* **The task**
Print the section of the Jamtara text that begins at the words "Keeping in mind" and stops after the words "a better future.".

* **Given text**
*** Begin section ***
Amit is also a trustee of Tiger Trust, developed in 1989 by his grandfather. The Trust has been educating children on wildlife, setting up medical camps in rural villages surrounding the national parks, working on legal cases against wildlife crime, and involved in capacity-building programs. To further understand conservation and how to move forward in his camps and for wildlife tourism, Amit has traveled and studied other wildlife conservancies, parks, concessions, and sanctuaries around the world – from Okavango Delta in Botswana to the Rain Forests of the Pantanal for Jaguars; Polar Bears in the Arctic to Pumas of Chile; Mountain Gorillas of Uganda to underwater life of the Galapagos. His expeditions to see Snow Leopards, gained popularity amongst the wildlife community and have helped set the standard for others to run these high-altitude expeditions. Observing the politics and models of wildlife around the world, he has brought many ideas back to India. One of the models which he has put to use in his own Jamtara Wilderness Camp was a community sharing model through one of its kind ‘Star Bed’.

Responsible/Sustainable Tourism

Keeping in mind the location Jamtara ticks many attributes for responsible tourism. With a legacy of conservation, the camp has always been a passion project and operates with a gentle touch. The choice of location was crucial as Jamtara looked at their impact on the area; thus adding a camp to countless other hotels was not on the agenda. The motive was clear – create a wilderness experience beyond chasing the tiger, a place for inspiration to bring children and allow them to fall in love with nature; and create a positive impact where there was a contribution to the community around with overall development of a better future.

When Jamtara first began, the local communities did not know what tourism was. However, with consistent training, the lodge is almost fully run by the locals today. The interaction with the community is also with the village schools and in times of celebrations and problems. Support is extended by helping villagers rise above the man-animal conflict with the objective to empower the villagers to protect wildlife. The safaris inside the national parks serve as an ongoing patrol against poachers and give local guides and employees an incentive to not becoming poachers as well.
*** End section ***
* **Records provided**
*** Begin section ***
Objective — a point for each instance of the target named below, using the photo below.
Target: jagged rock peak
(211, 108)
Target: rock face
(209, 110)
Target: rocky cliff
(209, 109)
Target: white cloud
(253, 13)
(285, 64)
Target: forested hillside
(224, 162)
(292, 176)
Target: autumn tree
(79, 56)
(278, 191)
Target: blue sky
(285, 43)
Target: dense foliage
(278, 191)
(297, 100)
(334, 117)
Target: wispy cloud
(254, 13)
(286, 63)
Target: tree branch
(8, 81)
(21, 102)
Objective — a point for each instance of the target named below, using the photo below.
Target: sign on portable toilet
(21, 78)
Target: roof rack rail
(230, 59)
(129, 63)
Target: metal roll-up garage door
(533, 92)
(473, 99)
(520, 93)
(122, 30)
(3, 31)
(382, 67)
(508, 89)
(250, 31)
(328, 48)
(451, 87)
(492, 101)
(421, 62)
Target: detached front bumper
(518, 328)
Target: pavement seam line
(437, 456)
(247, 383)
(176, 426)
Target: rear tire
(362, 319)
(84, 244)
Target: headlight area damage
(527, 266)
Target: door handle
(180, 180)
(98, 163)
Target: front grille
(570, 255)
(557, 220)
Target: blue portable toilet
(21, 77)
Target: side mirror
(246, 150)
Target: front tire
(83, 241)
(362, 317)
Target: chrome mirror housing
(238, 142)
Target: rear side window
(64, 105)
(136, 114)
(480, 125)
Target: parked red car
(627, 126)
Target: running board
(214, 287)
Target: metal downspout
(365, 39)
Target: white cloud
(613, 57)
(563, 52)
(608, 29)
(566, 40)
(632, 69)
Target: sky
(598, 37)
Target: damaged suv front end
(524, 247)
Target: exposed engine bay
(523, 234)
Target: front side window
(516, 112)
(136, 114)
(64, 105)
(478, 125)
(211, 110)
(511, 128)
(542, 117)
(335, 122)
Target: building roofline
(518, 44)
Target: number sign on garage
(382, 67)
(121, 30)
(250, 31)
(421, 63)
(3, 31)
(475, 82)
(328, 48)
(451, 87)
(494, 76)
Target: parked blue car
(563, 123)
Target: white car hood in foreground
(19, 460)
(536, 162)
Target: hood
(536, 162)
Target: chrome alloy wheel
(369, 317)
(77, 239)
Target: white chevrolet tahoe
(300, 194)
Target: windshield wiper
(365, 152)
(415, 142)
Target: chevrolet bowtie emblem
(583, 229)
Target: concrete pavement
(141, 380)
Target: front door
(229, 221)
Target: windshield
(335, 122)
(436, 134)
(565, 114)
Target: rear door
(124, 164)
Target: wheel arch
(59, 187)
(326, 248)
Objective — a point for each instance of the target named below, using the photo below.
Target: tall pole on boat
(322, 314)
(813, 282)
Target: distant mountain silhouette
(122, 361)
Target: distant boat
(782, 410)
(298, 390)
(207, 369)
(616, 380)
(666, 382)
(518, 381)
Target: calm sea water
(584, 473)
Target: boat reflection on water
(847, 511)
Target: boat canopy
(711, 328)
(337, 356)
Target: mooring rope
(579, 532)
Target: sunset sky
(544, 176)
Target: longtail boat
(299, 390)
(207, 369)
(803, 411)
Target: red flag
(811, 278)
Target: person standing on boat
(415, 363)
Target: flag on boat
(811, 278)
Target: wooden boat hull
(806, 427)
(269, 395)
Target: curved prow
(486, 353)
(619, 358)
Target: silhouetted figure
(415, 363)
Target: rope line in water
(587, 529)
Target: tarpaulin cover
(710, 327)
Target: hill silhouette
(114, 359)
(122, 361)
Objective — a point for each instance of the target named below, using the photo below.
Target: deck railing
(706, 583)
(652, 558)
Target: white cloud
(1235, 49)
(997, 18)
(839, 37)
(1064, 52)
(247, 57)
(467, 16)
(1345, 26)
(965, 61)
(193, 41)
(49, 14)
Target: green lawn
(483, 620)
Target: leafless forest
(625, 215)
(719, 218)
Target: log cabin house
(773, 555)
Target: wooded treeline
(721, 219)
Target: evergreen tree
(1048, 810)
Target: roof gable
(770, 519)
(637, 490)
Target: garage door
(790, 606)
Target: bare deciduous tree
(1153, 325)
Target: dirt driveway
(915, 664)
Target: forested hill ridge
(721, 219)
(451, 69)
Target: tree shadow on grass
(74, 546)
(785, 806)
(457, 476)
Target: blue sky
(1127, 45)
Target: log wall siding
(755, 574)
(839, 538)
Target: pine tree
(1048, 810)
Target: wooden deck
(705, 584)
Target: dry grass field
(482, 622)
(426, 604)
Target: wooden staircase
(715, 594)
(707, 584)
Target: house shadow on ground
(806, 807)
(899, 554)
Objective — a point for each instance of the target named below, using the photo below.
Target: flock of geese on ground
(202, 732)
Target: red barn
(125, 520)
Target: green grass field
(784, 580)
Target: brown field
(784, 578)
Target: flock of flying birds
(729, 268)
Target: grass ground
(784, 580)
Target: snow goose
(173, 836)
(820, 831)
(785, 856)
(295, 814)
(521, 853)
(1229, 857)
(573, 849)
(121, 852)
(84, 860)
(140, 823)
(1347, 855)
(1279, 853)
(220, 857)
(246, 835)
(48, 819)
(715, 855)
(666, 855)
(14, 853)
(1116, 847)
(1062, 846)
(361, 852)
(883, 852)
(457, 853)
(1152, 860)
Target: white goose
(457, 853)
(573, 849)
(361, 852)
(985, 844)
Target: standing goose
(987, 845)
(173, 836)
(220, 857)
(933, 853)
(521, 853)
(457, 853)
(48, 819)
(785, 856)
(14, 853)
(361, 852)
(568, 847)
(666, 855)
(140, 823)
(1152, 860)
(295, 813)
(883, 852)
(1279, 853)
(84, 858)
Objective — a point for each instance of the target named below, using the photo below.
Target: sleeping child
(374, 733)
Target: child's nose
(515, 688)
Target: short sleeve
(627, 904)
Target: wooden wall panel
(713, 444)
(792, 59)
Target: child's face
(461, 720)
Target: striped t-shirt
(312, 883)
*** End section ***
* **Exercise solution**
Keeping in mind the location Jamtara ticks many attributes for responsible tourism. With a legacy of conservation, the camp has always been a passion project and operates with a gentle touch. The choice of location was crucial as Jamtara looked at their impact on the area; thus adding a camp to countless other hotels was not on the agenda. The motive was clear – create a wilderness experience beyond chasing the tiger, a place for inspiration to bring children and allow them to fall in love with nature; and create a positive impact where there was a contribution to the community around with overall development of a better future.